━━ Given records
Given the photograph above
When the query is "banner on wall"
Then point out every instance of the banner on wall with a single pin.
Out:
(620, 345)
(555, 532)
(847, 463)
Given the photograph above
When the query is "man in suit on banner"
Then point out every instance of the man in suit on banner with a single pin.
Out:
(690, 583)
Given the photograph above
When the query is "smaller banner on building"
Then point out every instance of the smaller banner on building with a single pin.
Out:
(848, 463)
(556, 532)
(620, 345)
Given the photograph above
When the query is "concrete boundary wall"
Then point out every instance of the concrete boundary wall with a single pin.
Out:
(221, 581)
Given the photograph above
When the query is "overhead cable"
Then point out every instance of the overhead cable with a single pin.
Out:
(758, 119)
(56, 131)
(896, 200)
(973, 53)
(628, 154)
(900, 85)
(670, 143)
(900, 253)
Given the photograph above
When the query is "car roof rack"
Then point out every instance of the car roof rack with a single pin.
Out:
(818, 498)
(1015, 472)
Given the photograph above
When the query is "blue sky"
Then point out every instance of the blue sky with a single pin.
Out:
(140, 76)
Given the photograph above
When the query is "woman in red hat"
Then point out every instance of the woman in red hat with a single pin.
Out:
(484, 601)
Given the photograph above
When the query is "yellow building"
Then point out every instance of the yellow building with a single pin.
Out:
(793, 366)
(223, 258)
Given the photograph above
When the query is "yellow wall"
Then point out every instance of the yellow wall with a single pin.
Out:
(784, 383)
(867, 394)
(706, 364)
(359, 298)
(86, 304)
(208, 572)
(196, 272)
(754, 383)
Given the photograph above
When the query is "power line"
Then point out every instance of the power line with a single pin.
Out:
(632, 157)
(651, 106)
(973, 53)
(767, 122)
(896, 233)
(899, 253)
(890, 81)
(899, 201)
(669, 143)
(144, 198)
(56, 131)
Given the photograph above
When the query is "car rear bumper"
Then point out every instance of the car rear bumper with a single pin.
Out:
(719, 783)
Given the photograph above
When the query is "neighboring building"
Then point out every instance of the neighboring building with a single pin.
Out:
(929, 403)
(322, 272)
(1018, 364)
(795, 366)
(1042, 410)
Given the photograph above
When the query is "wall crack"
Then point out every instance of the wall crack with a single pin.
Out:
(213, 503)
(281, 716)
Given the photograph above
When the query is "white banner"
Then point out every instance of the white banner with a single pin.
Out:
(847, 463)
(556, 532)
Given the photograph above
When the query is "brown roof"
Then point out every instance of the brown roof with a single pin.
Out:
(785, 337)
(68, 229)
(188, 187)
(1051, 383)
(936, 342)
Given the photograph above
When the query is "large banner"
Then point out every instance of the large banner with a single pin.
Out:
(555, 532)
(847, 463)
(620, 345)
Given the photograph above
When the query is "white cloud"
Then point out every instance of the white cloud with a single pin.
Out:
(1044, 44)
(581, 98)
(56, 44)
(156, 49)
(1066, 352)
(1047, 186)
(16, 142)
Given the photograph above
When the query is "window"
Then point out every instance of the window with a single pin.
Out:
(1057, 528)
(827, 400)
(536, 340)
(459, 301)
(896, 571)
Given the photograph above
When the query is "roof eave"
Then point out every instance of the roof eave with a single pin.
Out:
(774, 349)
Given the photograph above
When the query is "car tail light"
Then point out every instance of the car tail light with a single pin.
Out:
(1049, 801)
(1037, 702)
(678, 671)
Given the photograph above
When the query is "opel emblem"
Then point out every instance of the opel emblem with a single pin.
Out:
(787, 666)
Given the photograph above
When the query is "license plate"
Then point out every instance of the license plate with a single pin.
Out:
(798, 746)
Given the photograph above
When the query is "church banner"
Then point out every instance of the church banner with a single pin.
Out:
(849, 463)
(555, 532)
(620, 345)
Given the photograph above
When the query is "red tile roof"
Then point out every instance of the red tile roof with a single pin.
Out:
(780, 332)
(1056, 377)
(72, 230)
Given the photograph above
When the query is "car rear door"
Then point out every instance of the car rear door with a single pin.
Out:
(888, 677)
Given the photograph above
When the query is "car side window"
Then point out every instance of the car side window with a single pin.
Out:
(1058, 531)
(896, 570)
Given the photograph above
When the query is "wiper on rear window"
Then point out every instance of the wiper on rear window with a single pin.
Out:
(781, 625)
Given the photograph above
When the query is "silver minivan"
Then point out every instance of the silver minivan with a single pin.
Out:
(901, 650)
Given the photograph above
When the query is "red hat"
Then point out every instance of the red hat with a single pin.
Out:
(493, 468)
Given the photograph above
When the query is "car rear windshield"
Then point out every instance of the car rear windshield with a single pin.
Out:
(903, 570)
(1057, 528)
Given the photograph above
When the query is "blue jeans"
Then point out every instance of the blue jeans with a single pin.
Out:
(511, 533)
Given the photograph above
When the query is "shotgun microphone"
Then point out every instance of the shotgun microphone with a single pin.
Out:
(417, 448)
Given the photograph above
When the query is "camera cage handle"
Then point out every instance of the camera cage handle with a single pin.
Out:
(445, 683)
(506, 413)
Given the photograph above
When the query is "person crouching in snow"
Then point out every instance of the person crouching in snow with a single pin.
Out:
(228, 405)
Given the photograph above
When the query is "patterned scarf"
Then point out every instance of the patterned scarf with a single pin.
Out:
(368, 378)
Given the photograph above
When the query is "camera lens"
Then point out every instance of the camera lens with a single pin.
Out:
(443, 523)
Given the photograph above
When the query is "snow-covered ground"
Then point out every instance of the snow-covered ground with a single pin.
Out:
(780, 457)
━━━━
Arrange the material above as a Markdown table with two columns, "Row" and "Line," giving each line its own numbered row and leaving out any blank lines.

Answer for the task:
| Row | Line |
|---|---|
| 1 | Given the photograph above |
| 2 | When the query is "banner on wall" |
| 3 | Then point out every instance of the banner on wall with a single pin. |
| 4 | Out: |
| 5 | (620, 345) |
| 6 | (555, 532) |
| 7 | (847, 463) |
| 8 | Given the photograph above |
| 9 | When the query is "man in suit on banner" |
| 10 | Then point out every instance of the man in suit on banner with a single pin. |
| 11 | Out: |
| 12 | (690, 583) |
| 13 | Given the photograph above |
| 14 | When the query is "smaller banner on building" |
| 15 | Then point out every instance of the smaller banner on building with a single pin. |
| 16 | Out: |
| 17 | (848, 463) |
| 18 | (556, 532) |
| 19 | (620, 345) |
| 20 | Given the photograph above |
| 21 | When the query is "concrete boundary wall" |
| 22 | Then point out every instance of the concrete boundary wall with a single pin. |
| 23 | Out: |
| 24 | (221, 581) |
| 25 | Given the photograph above |
| 26 | When the query is "overhead cable" |
| 27 | Then point out every instance of the overhead cable with a single pin. |
| 28 | Out: |
| 29 | (758, 119) |
| 30 | (56, 131) |
| 31 | (896, 200) |
| 32 | (973, 53) |
| 33 | (628, 154) |
| 34 | (900, 85) |
| 35 | (670, 143) |
| 36 | (900, 253) |
| 37 | Given the photograph above |
| 38 | When the query is "car roof rack" |
| 39 | Then point out every instance of the car roof rack with a single pin. |
| 40 | Out: |
| 41 | (818, 498) |
| 42 | (1015, 472) |
| 43 | Given the photograph above |
| 44 | When the query is "blue sky" |
| 45 | Then point out every instance of the blue sky with a single pin. |
| 46 | Out: |
| 47 | (140, 76) |
| 48 | Given the photograph above |
| 49 | When the query is "woman in red hat" |
| 50 | Then point out every instance of the woman in red hat with a single pin. |
| 51 | Out: |
| 52 | (484, 601) |
| 53 | Given the photograph above |
| 54 | When the query is "yellow building" |
| 55 | Then point out every instance of the yellow building with a single pin. |
| 56 | Out: |
| 57 | (793, 366) |
| 58 | (223, 258) |
| 59 | Given the photograph above |
| 60 | When the query is "yellow wall" |
| 61 | Then point out every instance of the yellow wall with a single pin. |
| 62 | Out: |
| 63 | (784, 383) |
| 64 | (867, 394) |
| 65 | (706, 364) |
| 66 | (359, 298) |
| 67 | (86, 304) |
| 68 | (208, 572) |
| 69 | (196, 272) |
| 70 | (754, 383) |
| 71 | Given the photograph above |
| 72 | When the query is "power line" |
| 73 | Then point out every instance of the power line with a single pin. |
| 74 | Out: |
| 75 | (632, 157) |
| 76 | (651, 106) |
| 77 | (973, 53) |
| 78 | (767, 122) |
| 79 | (896, 233) |
| 80 | (899, 253) |
| 81 | (890, 81) |
| 82 | (899, 201) |
| 83 | (669, 143) |
| 84 | (144, 198) |
| 85 | (56, 131) |
| 86 | Given the photograph above |
| 87 | When the query is "car rear bumper" |
| 88 | Then point out every instance of the car rear bumper with a single pin. |
| 89 | Out: |
| 90 | (719, 783) |
| 91 | Given the photograph above |
| 92 | When the query is "neighboring building" |
| 93 | Then point out every instance of the neighboring building with a single pin. |
| 94 | Out: |
| 95 | (929, 403) |
| 96 | (322, 272) |
| 97 | (1018, 364) |
| 98 | (795, 366) |
| 99 | (1042, 410) |
| 100 | Given the photograph above |
| 101 | When the query is "wall crack" |
| 102 | Then point out every instance of the wall crack with a single pin. |
| 103 | Out: |
| 104 | (213, 503) |
| 105 | (281, 716) |
| 106 | Given the photograph above |
| 107 | When the query is "white banner" |
| 108 | Then point out every instance of the white banner with a single pin. |
| 109 | Out: |
| 110 | (847, 463) |
| 111 | (556, 532) |
| 112 | Given the photograph above |
| 113 | When the query is "brown roof" |
| 114 | Then point out every instance of the brown roof with a single pin. |
| 115 | Out: |
| 116 | (785, 337) |
| 117 | (68, 229) |
| 118 | (188, 187) |
| 119 | (1051, 383) |
| 120 | (936, 342) |
| 121 | Given the photograph above |
| 122 | When the query is "large banner" |
| 123 | Then point out every instance of the large banner with a single pin. |
| 124 | Out: |
| 125 | (555, 532) |
| 126 | (847, 463) |
| 127 | (620, 345) |
| 128 | Given the photograph above |
| 129 | When the query is "white cloud" |
| 130 | Then point out every instance of the white cloud with a single pin. |
| 131 | Out: |
| 132 | (1044, 44) |
| 133 | (581, 98) |
| 134 | (56, 44) |
| 135 | (156, 49) |
| 136 | (1066, 352) |
| 137 | (1047, 186) |
| 138 | (16, 142) |
| 139 | Given the photograph above |
| 140 | When the query is "window" |
| 141 | Then point out every instance of the window with a single pin. |
| 142 | Out: |
| 143 | (1057, 528) |
| 144 | (827, 400) |
| 145 | (536, 340) |
| 146 | (459, 301) |
| 147 | (896, 571) |
| 148 | Given the photograph above |
| 149 | When the query is "roof eave" |
| 150 | Then point out every instance of the roof eave with a single pin. |
| 151 | Out: |
| 152 | (774, 349) |
| 153 | Given the photograph above |
| 154 | When the query is "car tail light" |
| 155 | Then point out every instance of the car tail light with a single pin. |
| 156 | Out: |
| 157 | (1049, 801) |
| 158 | (1037, 702) |
| 159 | (678, 671) |
| 160 | Given the photograph above |
| 161 | When the query is "opel emblem" |
| 162 | Then point out every instance of the opel emblem with a single pin. |
| 163 | Out: |
| 164 | (787, 666) |
| 165 | Given the photograph above |
| 166 | When the query is "license plate" |
| 167 | Then point out every instance of the license plate with a single pin. |
| 168 | Out: |
| 169 | (798, 746) |
| 170 | Given the photograph above |
| 171 | When the query is "church banner" |
| 172 | Then point out every instance of the church banner with a single pin. |
| 173 | Out: |
| 174 | (849, 463) |
| 175 | (555, 532) |
| 176 | (620, 345) |
| 177 | Given the photograph above |
| 178 | When the query is "red tile roof" |
| 179 | Then point out every instance of the red tile roof with a single pin. |
| 180 | Out: |
| 181 | (780, 332) |
| 182 | (1056, 377) |
| 183 | (72, 230) |
| 184 | Given the photograph above |
| 185 | When the query is "car rear door" |
| 186 | Then point out every instance of the car rear door with a single pin. |
| 187 | Out: |
| 188 | (888, 677) |
| 189 | Given the photograph above |
| 190 | When the query is "car side window" |
| 191 | Then point out every instance of the car side window with a single pin. |
| 192 | Out: |
| 193 | (1058, 531) |
| 194 | (896, 570) |
| 195 | Given the photograph above |
| 196 | When the query is "wiper on rear window" |
| 197 | Then point out every instance of the wiper on rear window with a single pin. |
| 198 | Out: |
| 199 | (781, 625) |
| 200 | Given the photograph above |
| 201 | When the query is "silver minivan" |
| 202 | Then point out every instance of the silver minivan with a single pin. |
| 203 | Out: |
| 204 | (901, 650) |
| 205 | Given the photograph above |
| 206 | When the query is "red hat" |
| 207 | Then point out every instance of the red hat with a single pin. |
| 208 | Out: |
| 209 | (493, 468) |
| 210 | Given the photograph above |
| 211 | When the query is "car rear windshield" |
| 212 | Then point out every instance of the car rear windshield with a single pin. |
| 213 | Out: |
| 214 | (903, 570) |
| 215 | (1057, 528) |
| 216 | Given the photograph above |
| 217 | When the query is "blue jeans" |
| 218 | Then point out every instance of the blue jeans with a single pin. |
| 219 | Out: |
| 220 | (511, 533) |
| 221 | Given the photograph above |
| 222 | When the query is "shotgun microphone" |
| 223 | Then point out every instance of the shotgun microphone with a single pin. |
| 224 | Out: |
| 225 | (417, 448) |
| 226 | Given the photograph above |
| 227 | When the query is "camera cage handle" |
| 228 | Then point out every instance of the camera cage handle with a single pin. |
| 229 | Out: |
| 230 | (445, 683) |
| 231 | (506, 413) |
| 232 | Given the photograph above |
| 233 | When the query is "person crouching in snow" |
| 234 | Then point out every instance of the person crouching in snow with a single pin. |
| 235 | Out: |
| 236 | (228, 405) |
| 237 | Given the photograph above |
| 238 | When the query is "patterned scarf" |
| 239 | Then point out every instance of the patterned scarf with a single pin. |
| 240 | Out: |
| 241 | (368, 378) |
| 242 | Given the photograph above |
| 243 | When the query is "camera lens" |
| 244 | Then point out every instance of the camera lens with a single pin. |
| 245 | Out: |
| 246 | (443, 523) |
| 247 | Given the photograph above |
| 248 | When the query is "snow-covered ground" |
| 249 | Then point out every instance of the snow-covered ground with a single pin. |
| 250 | Out: |
| 251 | (780, 457) |